# [WHAT IS BEING ASKED]
Here the answer should be the line with "Query: wheel rim" and all the lines after it through the end of the listing, each repeated exactly, and no other text.

• • • • •

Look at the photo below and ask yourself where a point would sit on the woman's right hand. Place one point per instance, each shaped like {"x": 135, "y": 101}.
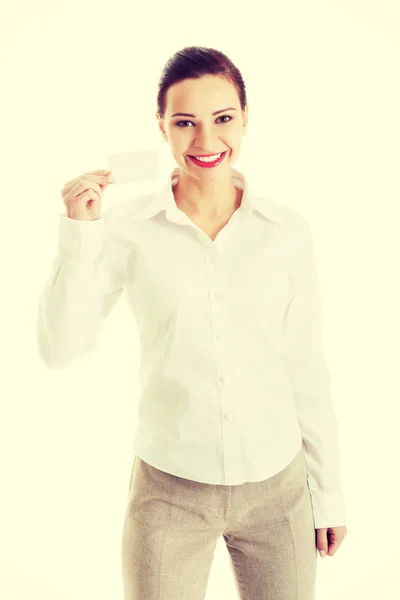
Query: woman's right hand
{"x": 82, "y": 195}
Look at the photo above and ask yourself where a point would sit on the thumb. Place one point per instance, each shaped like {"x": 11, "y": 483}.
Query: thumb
{"x": 322, "y": 541}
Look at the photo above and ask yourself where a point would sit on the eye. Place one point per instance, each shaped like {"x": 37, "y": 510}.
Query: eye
{"x": 220, "y": 117}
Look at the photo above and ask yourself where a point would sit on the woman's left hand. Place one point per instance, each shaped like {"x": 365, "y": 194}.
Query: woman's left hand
{"x": 328, "y": 539}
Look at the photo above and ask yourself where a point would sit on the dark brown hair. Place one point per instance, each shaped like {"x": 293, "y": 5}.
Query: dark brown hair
{"x": 194, "y": 62}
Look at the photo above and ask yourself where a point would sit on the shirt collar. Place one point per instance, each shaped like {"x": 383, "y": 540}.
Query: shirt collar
{"x": 149, "y": 205}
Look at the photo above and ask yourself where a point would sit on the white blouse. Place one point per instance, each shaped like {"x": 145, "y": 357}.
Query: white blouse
{"x": 233, "y": 379}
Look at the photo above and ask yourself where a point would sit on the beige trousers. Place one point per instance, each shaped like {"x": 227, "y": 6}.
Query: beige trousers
{"x": 172, "y": 525}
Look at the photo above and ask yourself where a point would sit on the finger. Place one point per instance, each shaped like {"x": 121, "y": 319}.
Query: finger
{"x": 100, "y": 172}
{"x": 102, "y": 180}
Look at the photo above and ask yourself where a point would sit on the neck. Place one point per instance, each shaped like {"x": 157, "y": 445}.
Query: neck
{"x": 208, "y": 200}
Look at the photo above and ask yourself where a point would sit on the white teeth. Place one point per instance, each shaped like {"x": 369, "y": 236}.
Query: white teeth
{"x": 209, "y": 158}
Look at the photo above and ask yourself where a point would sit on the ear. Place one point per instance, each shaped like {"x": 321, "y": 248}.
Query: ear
{"x": 161, "y": 127}
{"x": 245, "y": 119}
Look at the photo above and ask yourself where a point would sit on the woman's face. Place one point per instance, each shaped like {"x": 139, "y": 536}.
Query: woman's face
{"x": 204, "y": 133}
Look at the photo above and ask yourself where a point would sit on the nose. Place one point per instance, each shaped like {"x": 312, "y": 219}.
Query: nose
{"x": 204, "y": 140}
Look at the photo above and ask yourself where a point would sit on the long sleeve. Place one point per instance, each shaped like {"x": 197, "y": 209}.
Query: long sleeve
{"x": 86, "y": 282}
{"x": 311, "y": 383}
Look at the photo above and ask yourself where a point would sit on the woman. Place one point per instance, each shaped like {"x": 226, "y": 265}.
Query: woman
{"x": 236, "y": 432}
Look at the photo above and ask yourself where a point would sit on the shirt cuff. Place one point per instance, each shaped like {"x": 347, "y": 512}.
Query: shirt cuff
{"x": 329, "y": 509}
{"x": 81, "y": 240}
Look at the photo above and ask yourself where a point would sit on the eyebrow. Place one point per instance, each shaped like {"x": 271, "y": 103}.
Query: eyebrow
{"x": 190, "y": 115}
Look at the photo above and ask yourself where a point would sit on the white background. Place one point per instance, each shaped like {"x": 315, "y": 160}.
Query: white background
{"x": 79, "y": 81}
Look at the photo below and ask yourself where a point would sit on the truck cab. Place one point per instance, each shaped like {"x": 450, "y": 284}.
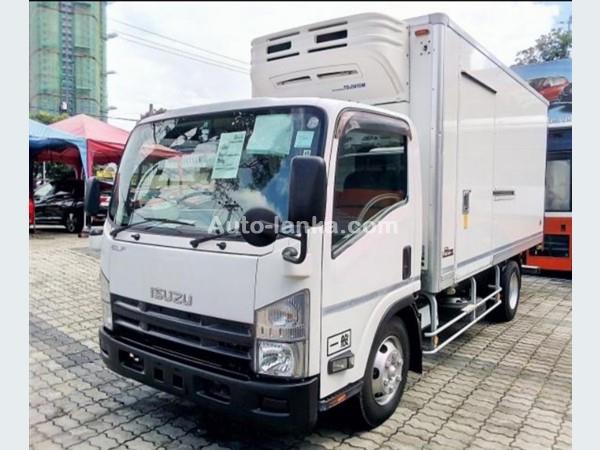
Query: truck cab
{"x": 192, "y": 308}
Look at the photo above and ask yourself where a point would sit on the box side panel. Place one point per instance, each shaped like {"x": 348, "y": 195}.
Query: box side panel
{"x": 500, "y": 164}
{"x": 519, "y": 169}
{"x": 475, "y": 159}
{"x": 424, "y": 87}
{"x": 452, "y": 46}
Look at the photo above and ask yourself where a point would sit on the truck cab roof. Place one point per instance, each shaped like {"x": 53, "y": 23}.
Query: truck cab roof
{"x": 331, "y": 106}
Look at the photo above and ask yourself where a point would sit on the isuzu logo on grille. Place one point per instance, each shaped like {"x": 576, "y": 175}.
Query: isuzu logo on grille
{"x": 165, "y": 295}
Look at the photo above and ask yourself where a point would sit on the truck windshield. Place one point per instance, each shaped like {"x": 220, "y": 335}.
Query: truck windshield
{"x": 207, "y": 170}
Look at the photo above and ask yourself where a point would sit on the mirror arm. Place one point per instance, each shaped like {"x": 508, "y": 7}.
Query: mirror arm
{"x": 290, "y": 254}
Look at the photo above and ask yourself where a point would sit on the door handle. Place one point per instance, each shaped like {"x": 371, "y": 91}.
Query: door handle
{"x": 406, "y": 262}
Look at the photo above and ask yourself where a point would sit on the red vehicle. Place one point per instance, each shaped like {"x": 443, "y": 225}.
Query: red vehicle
{"x": 31, "y": 211}
{"x": 550, "y": 87}
{"x": 555, "y": 253}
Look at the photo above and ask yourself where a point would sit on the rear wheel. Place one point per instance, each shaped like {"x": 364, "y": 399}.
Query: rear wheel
{"x": 510, "y": 281}
{"x": 385, "y": 377}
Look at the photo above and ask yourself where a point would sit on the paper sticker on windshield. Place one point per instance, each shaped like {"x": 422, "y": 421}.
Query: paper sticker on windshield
{"x": 229, "y": 152}
{"x": 313, "y": 122}
{"x": 272, "y": 135}
{"x": 304, "y": 139}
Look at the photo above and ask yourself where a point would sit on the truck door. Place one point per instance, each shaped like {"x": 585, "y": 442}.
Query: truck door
{"x": 364, "y": 268}
{"x": 474, "y": 175}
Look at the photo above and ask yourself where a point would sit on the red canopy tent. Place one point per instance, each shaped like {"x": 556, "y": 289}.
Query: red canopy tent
{"x": 105, "y": 143}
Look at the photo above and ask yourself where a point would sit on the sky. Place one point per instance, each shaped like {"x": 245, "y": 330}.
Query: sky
{"x": 146, "y": 75}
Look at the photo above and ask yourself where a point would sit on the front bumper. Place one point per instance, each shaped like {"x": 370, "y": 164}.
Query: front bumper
{"x": 286, "y": 406}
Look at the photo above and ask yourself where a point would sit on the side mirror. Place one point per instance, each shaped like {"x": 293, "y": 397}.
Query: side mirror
{"x": 259, "y": 226}
{"x": 92, "y": 196}
{"x": 308, "y": 188}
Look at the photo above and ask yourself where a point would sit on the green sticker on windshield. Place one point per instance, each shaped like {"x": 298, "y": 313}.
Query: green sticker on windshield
{"x": 229, "y": 153}
{"x": 272, "y": 135}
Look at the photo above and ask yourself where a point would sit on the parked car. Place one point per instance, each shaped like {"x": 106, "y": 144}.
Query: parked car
{"x": 61, "y": 203}
{"x": 549, "y": 87}
{"x": 567, "y": 94}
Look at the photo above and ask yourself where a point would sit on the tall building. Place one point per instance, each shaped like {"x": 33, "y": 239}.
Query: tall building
{"x": 67, "y": 57}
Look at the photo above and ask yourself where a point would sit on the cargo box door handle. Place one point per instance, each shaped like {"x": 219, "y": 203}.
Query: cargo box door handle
{"x": 406, "y": 262}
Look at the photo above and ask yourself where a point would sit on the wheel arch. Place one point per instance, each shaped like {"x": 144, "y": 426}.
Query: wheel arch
{"x": 406, "y": 310}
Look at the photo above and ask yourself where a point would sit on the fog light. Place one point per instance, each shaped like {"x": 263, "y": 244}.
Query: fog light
{"x": 283, "y": 359}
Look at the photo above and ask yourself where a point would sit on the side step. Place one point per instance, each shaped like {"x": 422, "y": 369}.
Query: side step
{"x": 470, "y": 309}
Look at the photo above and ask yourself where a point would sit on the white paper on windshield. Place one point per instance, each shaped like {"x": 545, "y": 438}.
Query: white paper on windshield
{"x": 229, "y": 152}
{"x": 304, "y": 139}
{"x": 272, "y": 135}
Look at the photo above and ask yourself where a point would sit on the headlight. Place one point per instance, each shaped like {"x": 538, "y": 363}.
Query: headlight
{"x": 282, "y": 337}
{"x": 106, "y": 306}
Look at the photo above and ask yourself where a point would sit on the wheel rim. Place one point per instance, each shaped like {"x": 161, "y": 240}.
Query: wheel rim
{"x": 513, "y": 294}
{"x": 387, "y": 370}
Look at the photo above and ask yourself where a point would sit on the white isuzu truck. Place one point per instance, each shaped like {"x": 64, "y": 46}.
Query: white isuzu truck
{"x": 275, "y": 257}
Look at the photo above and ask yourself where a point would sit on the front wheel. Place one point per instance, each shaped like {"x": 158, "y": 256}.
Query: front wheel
{"x": 73, "y": 223}
{"x": 385, "y": 377}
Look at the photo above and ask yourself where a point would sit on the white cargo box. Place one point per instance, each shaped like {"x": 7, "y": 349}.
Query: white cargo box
{"x": 481, "y": 128}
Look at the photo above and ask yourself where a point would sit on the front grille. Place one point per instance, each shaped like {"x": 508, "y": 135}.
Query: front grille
{"x": 205, "y": 342}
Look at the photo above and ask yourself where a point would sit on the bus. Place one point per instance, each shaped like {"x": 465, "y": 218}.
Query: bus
{"x": 555, "y": 253}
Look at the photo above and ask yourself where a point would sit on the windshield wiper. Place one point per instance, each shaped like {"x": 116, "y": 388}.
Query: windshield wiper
{"x": 117, "y": 230}
{"x": 195, "y": 242}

• • • • •

# [RESPONSE FOR THIS EXERCISE]
Query: wheel rim
{"x": 513, "y": 294}
{"x": 387, "y": 370}
Look at the photo above and ask yourself where a point would sit on the white isuzu truck. Place one point per instance, each shaped like {"x": 64, "y": 46}.
Query: white isuzu truck
{"x": 275, "y": 257}
Look at the photo above and ask yourself where a point would sit on the front wheel. Place one point per instance, each shaped like {"x": 158, "y": 256}.
Query: front wheel
{"x": 73, "y": 223}
{"x": 385, "y": 377}
Look at the photo above and ask yourself where a point would sit on the white cargo box. Place one point per instance, each shaped like {"x": 7, "y": 349}.
Query: white cargo box
{"x": 481, "y": 128}
Look at the photo above and ask yourself where a point would sit on the front grille. Place one point per instance, each shaped like {"x": 508, "y": 135}.
Query: front grille
{"x": 205, "y": 342}
Look at the photo above and ask yourself where a point would sit on the bus. Place one point per instance, each shaped like {"x": 465, "y": 218}.
Query: bus
{"x": 555, "y": 253}
Look at the photo above and ask yourself where a point would sit on the windshield wiper. Place one point per instance, each shaped like {"x": 116, "y": 388}.
Query: windshield wiper
{"x": 117, "y": 230}
{"x": 195, "y": 242}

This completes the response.